- 练习题组
A: 请把下面节选中以“我一点也不觉得你的烦恼”开头的那一段改写得更简短，保留其主要事实。
B: 请返回下面列表中所有含有字符串“windshield”的行，匹配时区分大小写。

- 文本节选
= = = =
他说:“会吧……”声音很轻,“大概会吧。”
今晚,我想,就是这样一个寻常的秋夜,13岁的男孩心里发生了什么,他自己也许不太明白。一种飘忽的情愫?一点秘密的、忽然袭来的捉摸不定的甜美的感觉?
平常竭尽所能拖延上床的他,早早和我说了晚安,关了房门。
你记得那个晚上吗,安德烈?
我一点也不觉得你的烦恼是“好莱坞明星”的“无病呻吟”。事实上,接到你的信,我一整天都在一种牵挂的情绪中。你说,使人生平添烦恼的往往是一些芝麻小事,你把失恋和打翻牛奶弄湿了衣服相提并论,安德烈,你自我嘲讽的本领令我惊异,但是,不要假装“酷”吧。任何人,在人生的任何阶段,爱情受到挫折都是很“伤”的事,更何况是一个19岁的人。如果你容许我坦诚的话,我觉得你此刻一定在一个极端苦恼,或说“痛苦”的情绪里。而毕业大考就在眼前。我牵挂,因为我知道我无法给你任何安慰,在这种时候。
= = = =
- 输入内容
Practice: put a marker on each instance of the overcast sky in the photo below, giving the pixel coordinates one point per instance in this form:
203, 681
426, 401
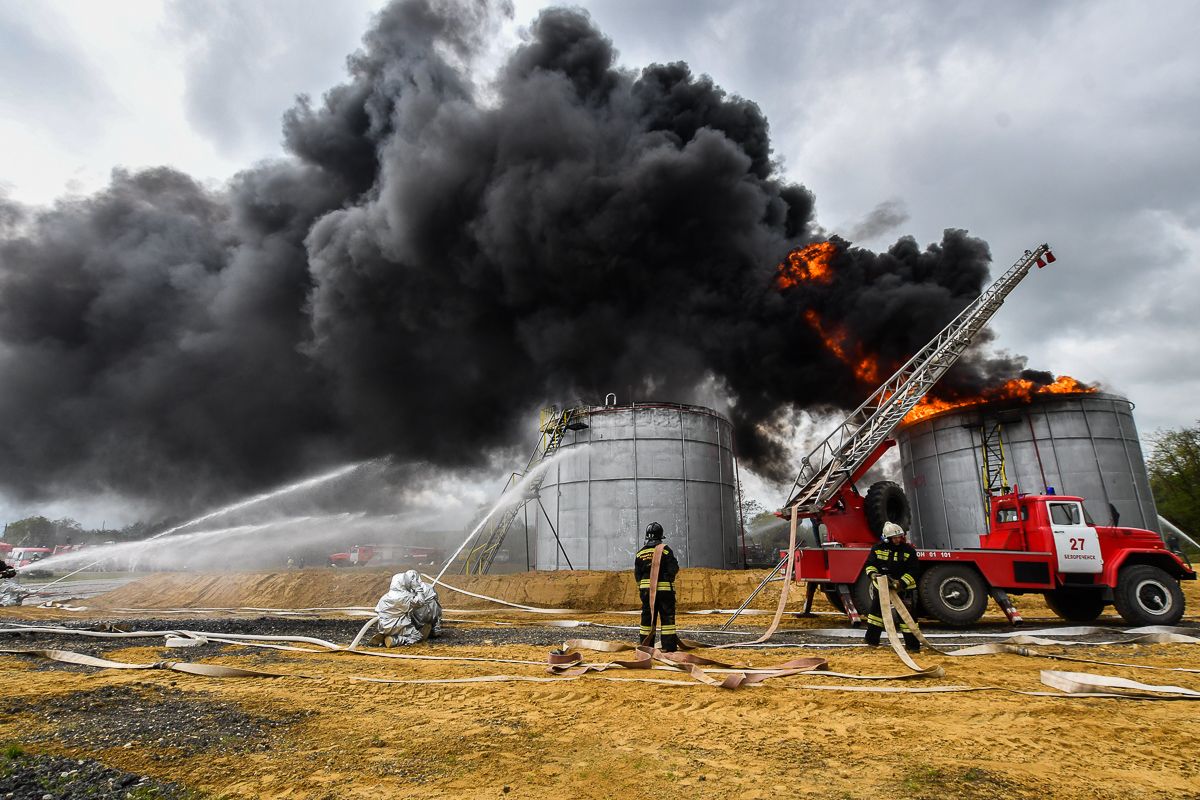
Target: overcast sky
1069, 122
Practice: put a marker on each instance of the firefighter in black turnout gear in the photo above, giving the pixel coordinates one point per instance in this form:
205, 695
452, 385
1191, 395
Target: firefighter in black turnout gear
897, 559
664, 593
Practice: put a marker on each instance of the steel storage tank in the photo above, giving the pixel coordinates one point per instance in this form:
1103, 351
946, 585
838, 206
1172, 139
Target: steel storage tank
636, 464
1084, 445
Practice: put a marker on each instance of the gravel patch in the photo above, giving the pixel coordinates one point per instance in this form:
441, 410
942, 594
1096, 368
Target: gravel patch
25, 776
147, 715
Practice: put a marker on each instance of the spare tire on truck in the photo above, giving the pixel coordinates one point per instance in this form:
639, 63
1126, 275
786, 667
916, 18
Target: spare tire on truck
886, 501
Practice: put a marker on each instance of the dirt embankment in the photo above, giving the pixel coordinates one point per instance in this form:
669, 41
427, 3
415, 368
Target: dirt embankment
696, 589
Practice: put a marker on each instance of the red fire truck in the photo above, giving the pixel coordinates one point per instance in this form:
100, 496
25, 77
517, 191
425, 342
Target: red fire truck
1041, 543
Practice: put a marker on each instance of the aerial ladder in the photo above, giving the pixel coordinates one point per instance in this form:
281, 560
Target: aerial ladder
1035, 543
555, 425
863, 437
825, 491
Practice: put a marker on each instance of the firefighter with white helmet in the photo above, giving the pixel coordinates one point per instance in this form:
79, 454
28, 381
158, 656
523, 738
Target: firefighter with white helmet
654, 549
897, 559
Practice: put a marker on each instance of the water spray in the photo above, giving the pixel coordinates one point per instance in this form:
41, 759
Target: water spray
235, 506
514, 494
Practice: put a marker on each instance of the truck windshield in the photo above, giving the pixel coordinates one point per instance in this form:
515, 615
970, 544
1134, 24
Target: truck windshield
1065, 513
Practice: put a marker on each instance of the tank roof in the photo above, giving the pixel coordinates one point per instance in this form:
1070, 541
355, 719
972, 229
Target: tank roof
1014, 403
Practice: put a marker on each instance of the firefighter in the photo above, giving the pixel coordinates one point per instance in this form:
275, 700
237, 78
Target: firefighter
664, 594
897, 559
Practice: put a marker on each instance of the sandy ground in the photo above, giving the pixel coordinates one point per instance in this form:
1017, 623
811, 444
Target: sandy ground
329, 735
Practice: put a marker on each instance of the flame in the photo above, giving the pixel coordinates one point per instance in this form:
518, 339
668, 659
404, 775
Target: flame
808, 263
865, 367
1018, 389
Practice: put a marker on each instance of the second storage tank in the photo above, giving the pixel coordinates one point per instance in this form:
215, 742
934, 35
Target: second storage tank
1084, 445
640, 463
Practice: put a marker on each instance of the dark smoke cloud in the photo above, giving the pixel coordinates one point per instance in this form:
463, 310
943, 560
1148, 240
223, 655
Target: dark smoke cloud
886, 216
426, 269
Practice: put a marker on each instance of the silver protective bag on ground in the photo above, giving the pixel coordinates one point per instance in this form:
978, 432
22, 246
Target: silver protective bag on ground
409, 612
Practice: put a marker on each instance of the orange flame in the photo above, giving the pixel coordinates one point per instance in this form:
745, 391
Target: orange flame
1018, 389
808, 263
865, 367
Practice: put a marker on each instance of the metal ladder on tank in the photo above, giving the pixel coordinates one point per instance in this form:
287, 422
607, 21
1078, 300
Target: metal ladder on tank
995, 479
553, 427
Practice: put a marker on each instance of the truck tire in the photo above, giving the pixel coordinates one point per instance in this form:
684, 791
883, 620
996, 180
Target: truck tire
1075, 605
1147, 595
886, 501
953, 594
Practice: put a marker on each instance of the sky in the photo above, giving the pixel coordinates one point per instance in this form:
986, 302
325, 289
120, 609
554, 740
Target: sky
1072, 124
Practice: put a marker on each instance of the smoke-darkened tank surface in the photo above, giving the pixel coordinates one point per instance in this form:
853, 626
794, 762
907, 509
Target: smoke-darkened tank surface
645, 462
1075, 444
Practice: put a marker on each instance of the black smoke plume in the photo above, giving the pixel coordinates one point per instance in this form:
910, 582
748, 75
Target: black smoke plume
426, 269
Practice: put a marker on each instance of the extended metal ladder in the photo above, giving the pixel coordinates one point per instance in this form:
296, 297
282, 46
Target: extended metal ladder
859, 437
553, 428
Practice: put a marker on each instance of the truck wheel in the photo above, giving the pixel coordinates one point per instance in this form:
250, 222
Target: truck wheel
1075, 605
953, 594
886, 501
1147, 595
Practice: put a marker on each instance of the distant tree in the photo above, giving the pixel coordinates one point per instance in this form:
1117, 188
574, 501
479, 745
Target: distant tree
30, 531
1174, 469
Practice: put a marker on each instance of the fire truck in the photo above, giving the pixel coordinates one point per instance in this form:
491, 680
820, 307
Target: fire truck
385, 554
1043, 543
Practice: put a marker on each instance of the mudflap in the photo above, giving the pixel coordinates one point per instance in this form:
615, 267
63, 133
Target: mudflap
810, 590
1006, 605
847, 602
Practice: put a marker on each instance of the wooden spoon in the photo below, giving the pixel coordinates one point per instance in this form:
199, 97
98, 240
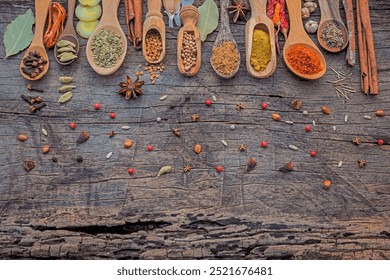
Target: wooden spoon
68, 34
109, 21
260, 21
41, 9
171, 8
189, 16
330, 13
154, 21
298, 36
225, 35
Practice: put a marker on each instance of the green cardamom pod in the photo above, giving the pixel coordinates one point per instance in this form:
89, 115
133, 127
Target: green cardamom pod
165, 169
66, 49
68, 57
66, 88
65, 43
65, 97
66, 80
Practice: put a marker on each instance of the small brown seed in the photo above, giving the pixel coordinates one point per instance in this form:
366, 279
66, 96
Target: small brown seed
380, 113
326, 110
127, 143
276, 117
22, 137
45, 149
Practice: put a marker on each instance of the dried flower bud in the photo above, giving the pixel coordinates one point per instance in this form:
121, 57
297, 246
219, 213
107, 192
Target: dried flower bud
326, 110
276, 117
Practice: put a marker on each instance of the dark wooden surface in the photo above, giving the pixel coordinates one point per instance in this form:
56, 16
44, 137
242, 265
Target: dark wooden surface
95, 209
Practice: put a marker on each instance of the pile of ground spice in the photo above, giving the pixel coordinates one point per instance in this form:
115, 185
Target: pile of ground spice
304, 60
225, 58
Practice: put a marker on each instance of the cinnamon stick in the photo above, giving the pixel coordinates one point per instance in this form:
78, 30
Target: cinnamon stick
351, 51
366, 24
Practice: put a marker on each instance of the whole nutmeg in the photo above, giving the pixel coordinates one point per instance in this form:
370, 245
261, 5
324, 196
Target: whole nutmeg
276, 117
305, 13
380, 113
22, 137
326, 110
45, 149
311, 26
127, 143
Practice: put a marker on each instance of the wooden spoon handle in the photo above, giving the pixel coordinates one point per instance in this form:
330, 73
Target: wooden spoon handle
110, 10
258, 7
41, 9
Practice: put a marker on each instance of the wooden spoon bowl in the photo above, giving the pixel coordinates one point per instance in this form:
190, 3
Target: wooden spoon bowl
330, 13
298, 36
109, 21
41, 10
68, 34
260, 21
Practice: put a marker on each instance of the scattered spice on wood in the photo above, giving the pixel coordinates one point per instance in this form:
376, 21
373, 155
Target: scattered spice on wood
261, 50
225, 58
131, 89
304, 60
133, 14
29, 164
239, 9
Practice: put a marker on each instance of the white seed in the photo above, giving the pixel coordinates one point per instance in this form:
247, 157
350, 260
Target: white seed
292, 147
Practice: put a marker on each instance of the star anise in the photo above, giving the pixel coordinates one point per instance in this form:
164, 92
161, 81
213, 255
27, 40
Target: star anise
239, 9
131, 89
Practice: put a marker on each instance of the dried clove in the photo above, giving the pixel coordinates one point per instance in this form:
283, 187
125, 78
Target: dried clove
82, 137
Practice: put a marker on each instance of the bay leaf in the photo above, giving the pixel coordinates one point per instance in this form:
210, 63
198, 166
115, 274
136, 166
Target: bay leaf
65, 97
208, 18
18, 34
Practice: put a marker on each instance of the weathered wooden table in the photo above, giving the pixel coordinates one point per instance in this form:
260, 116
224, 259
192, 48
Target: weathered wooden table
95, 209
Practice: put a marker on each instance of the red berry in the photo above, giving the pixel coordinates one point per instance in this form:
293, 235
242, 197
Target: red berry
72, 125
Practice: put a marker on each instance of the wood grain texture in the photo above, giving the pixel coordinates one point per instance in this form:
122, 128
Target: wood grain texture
= = = =
- 参考答案
A: 我并不认为你的烦恼是“无病呻吟”，收到你的信后，我牵挂了一整天。你把失恋和打翻牛奶弄湿衣服相提并论，这种自嘲本领令我惊异，但不要假装“酷”。任何人在任何阶段遭遇爱情挫折都很“伤”，何况是19岁的人。坦白说，我觉得你此刻一定极端苦恼，而毕业大考就在眼前。我牵挂，是因为在这种时候我无法给你任何安慰。

B:
Practice: put a marker on each instance of the truck windshield in the photo above, giving the pixel coordinates one point per instance in this form:
Target: truck windshield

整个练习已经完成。